→ TEXT FOR ANALYSIS

--- START ---

Marriage essay 1: what's marriage in today's culture, and what do you think a good marriage is?
My friend Abbee was excited to discover that I'm taking a 6-week course on Christian Marriage, I know my citations are sloppy; it's an informal essay for the class discussion, not a fancy thing for publication.
Ye Olde Standard Disclaimer: I don't know what I'm talking about
I'll open this essay with a disclaimer: I'm the youngest person (by far) and the only unmarried person in this class, so take these perspectives with a grain of salt. I am unqualified to answer questions like "What is marriage in today's culture?" and "What do you think a good marriage is?" as anything other than a naive twentysomething who's spent most of her life avoiding the topic (long story), but... here you go.
The purpose of marriage: a vocation that witnesses divine love to the world
Marriage is a vocation. If you're called to marriage, that means that married-you is the best possible version of you -- that your Maximum Love Throughput will come through having and loving a spouse and family and having your home be a "reflection of the loving covenant uniting Christ with the Church to the world," as Gaudium Et Spes says. If you are married, your marriage becomes the base station from which you get your superpowers.
This is hard. Gaillardetz describes marriage as entering "into the dying... of Christ," which doesn't sound like fun to me. All love comes intertwined with loss and sorrow; as Shakespeare's sonnet 64 puts it, "we weep to have what we most fear to lose." Whyte's commentary on Shakespeare expands upon the topic: "All the most precious things in a human life are the very things to which we find it most difficult to make ourselves vulnerable and open. To feel a joy in life is also to know it is fleeting and will pass beyond our grasp."

--- END ---

Answer these questions about the essay on marriage:
1. How long is the course on Christian Marriage that the writer is taking?
2. Which document does the essay quote for the phrase "reflection of the loving covenant uniting Christ with the Church to the world"?
3. Which Shakespeare sonnet does the essay quote?

Source records:

--- START ---

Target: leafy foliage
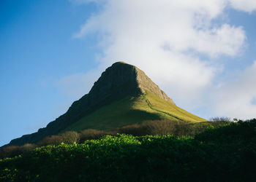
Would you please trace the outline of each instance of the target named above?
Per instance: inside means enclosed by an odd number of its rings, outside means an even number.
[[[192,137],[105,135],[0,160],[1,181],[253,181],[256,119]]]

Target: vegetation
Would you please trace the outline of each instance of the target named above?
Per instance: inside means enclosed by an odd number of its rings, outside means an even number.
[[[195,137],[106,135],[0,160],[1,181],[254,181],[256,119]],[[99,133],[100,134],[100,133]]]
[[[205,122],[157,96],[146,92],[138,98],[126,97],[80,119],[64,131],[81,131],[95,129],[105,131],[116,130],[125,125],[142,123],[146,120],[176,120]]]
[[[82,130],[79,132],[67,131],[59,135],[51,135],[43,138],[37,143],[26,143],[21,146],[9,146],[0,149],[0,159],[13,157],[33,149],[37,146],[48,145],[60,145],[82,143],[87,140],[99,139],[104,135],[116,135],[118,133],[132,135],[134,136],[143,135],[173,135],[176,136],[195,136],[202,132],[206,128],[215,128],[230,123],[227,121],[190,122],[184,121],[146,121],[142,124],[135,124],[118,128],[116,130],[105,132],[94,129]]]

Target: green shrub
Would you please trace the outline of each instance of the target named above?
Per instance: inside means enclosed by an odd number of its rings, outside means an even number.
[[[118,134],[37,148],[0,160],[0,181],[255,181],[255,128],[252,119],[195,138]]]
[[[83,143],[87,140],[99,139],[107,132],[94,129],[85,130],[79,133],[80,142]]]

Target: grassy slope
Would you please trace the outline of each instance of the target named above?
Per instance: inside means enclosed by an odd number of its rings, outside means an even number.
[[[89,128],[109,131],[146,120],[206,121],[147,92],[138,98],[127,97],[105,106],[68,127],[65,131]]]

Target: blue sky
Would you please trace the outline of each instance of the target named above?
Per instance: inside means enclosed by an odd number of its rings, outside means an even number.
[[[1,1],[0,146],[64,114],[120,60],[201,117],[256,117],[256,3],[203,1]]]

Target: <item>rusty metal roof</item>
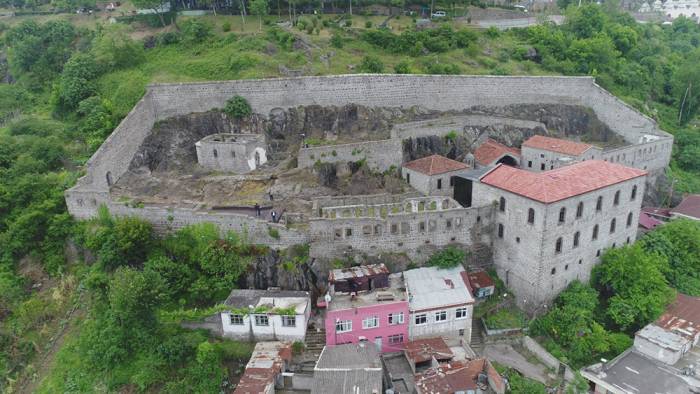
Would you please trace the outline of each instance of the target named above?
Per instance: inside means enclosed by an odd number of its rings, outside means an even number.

--- END ---

→ REPLY TO THE TASK
1. Six weeks.
2. Gaudium Et Spes.
3. Sonnet 64.